◆ **What you need to do**
From the first line of the material through the line containing "Target: blue street sign phố huế", restate everything word for word and nothing more.

++++++

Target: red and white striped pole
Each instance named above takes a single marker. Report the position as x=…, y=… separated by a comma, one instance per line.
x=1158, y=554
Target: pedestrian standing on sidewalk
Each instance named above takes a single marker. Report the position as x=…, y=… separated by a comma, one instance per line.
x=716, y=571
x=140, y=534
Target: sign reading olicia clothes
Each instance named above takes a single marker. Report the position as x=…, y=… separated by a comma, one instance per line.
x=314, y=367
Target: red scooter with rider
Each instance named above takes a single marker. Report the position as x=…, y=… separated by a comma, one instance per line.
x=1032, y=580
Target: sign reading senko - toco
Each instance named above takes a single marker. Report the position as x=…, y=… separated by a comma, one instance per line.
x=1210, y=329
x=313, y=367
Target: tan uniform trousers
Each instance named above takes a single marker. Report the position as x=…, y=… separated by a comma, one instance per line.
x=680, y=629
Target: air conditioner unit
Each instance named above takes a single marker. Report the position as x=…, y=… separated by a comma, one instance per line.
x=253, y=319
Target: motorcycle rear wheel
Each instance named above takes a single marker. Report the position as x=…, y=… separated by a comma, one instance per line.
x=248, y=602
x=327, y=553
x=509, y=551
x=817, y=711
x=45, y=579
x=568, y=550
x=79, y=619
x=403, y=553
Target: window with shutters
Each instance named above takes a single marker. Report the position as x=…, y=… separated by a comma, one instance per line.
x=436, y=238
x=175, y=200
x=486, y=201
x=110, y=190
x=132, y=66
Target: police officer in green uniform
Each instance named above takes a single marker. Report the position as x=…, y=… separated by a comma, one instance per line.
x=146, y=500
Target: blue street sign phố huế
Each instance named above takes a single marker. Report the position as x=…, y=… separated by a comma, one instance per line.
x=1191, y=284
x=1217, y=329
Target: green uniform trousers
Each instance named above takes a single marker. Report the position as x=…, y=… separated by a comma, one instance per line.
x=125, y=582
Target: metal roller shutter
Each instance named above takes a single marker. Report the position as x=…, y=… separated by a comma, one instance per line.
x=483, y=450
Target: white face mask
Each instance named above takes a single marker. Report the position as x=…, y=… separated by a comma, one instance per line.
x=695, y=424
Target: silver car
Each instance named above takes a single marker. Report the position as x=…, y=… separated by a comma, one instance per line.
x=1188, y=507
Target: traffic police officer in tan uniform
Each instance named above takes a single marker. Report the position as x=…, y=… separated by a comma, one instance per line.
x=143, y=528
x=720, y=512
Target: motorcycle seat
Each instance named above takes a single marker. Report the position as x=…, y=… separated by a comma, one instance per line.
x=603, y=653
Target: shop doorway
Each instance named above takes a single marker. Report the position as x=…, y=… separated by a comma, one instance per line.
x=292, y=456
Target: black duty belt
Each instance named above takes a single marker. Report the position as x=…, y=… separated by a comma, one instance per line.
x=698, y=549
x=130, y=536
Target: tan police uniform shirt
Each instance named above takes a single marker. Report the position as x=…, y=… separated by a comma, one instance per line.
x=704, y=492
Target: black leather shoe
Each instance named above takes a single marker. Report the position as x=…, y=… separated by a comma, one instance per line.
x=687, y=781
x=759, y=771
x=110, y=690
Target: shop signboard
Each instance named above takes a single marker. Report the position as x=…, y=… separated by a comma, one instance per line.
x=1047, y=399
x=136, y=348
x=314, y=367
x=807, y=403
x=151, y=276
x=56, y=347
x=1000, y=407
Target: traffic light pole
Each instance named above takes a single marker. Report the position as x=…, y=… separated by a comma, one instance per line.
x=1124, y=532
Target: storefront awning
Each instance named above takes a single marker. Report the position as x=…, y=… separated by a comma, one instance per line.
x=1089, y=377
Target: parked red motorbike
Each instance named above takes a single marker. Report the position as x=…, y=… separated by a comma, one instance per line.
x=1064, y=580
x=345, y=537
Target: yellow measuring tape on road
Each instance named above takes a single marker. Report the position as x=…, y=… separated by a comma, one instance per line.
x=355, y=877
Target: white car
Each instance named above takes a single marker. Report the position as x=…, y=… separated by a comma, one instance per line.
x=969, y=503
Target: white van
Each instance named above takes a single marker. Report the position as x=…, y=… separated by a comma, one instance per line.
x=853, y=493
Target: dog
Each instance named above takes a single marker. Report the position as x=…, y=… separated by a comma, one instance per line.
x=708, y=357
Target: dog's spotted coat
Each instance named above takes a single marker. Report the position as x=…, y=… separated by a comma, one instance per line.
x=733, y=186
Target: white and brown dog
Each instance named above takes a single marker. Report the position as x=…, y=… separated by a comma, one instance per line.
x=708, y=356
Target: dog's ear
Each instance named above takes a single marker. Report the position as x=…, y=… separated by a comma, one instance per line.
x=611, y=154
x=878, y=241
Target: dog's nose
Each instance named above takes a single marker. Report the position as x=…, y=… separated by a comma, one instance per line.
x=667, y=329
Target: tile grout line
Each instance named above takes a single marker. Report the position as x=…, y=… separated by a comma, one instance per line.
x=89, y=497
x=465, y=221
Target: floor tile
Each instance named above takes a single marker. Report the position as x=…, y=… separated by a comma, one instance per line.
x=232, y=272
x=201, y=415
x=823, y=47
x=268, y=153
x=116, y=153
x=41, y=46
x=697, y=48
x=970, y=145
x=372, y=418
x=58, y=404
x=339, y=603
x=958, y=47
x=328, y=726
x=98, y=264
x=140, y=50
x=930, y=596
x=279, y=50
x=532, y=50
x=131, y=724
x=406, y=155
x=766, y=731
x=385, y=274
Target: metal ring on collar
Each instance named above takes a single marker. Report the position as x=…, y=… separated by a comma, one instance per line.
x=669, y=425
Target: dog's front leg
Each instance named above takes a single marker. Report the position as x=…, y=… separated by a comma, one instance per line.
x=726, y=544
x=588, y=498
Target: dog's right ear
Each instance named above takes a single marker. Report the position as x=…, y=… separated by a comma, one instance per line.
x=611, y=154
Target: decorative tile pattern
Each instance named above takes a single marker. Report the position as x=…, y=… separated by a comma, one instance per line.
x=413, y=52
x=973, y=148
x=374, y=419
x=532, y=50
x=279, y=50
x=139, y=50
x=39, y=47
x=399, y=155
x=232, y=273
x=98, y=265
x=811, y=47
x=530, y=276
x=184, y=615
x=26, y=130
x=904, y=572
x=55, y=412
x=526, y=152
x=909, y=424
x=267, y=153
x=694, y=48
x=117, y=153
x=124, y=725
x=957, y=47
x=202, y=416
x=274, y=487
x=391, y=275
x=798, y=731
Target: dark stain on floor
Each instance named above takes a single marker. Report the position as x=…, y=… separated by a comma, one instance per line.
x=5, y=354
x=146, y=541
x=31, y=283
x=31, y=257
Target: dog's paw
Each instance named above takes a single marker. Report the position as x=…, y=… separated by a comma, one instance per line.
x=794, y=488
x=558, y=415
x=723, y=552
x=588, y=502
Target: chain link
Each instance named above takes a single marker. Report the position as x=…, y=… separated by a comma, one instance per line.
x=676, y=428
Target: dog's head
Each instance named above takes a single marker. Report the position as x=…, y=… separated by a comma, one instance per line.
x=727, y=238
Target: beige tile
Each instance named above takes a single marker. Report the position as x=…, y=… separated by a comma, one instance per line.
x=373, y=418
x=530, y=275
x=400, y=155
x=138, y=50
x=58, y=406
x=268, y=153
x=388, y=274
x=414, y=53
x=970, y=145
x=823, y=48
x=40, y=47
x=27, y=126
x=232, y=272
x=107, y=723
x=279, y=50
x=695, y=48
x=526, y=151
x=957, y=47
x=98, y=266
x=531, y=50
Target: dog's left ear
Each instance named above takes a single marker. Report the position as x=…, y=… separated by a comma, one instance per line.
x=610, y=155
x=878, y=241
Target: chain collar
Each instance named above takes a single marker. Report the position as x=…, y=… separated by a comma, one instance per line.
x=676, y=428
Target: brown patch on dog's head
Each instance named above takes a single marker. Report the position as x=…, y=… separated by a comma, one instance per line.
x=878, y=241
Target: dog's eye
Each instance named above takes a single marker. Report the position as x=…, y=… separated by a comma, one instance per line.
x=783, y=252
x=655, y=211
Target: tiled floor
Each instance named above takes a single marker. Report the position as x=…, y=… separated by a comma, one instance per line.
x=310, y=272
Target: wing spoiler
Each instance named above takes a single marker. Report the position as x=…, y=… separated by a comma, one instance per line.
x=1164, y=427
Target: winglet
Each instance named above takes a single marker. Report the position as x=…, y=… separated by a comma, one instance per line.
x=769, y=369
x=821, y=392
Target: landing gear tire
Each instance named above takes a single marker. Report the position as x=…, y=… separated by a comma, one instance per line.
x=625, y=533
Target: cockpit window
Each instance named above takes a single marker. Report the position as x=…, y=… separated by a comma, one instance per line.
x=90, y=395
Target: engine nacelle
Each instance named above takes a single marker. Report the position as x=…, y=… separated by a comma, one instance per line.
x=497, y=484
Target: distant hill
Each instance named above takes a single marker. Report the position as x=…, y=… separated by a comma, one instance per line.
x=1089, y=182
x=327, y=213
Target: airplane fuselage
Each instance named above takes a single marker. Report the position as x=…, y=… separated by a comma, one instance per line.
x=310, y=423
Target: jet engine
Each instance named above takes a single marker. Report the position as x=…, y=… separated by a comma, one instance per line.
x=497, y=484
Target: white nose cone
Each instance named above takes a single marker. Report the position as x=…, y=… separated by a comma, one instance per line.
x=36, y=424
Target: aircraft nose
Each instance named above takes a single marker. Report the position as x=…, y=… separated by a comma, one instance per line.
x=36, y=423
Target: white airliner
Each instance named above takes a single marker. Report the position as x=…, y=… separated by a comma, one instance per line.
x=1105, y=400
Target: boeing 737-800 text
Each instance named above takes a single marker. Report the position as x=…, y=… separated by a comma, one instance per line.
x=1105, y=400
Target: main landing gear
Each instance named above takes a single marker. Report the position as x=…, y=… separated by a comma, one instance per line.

++++++

◆ **Exercise result**
Target: red and white striped pole
Each instance named above takes a single marker. Report the position as x=…, y=… separated by a comma, one instance per line.
x=1158, y=554
Target: pedestrian standing on sidewalk
Each instance named above takes a single marker. Report the position as x=…, y=… separated by a comma, one instance per line.
x=716, y=571
x=140, y=534
Target: sign reading olicia clothes
Each instance named above takes a single marker. Report the position as x=…, y=… separated by a comma, one instance per line.
x=314, y=367
Target: red scooter with rider
Each instance named above takes a single marker. Report the position as x=…, y=… separated by a comma, one instance per line.
x=1032, y=580
Target: sign reading senko - toco
Each instance named above takes a single marker. Report the position as x=…, y=… separated by a comma, one instance per line.
x=1210, y=329
x=313, y=367
Target: tan uniform trousers
Each instance named above takes a single marker. Report the position as x=…, y=… separated by a comma, one instance per line.
x=680, y=629
Target: air conditioner unit
Each instance named above takes a single marker. Report the position as x=…, y=… separated by a comma, one instance per line.
x=253, y=319
Target: motorcycle rear wheel
Each instance named above takes a single marker. Report the position as x=…, y=… separated by a comma, one instance per line.
x=248, y=602
x=327, y=553
x=509, y=551
x=817, y=711
x=45, y=579
x=568, y=550
x=79, y=619
x=403, y=553
Target: window with shutters
Each instance named above takes a single marker. Report the position as x=…, y=… separated by a comma, one instance per line.
x=436, y=238
x=175, y=200
x=486, y=201
x=110, y=190
x=132, y=66
Target: police officer in green uniform
Each instance named above takes a single marker. Report the position as x=…, y=… separated by a comma, one instance per line.
x=146, y=500
Target: blue street sign phố huế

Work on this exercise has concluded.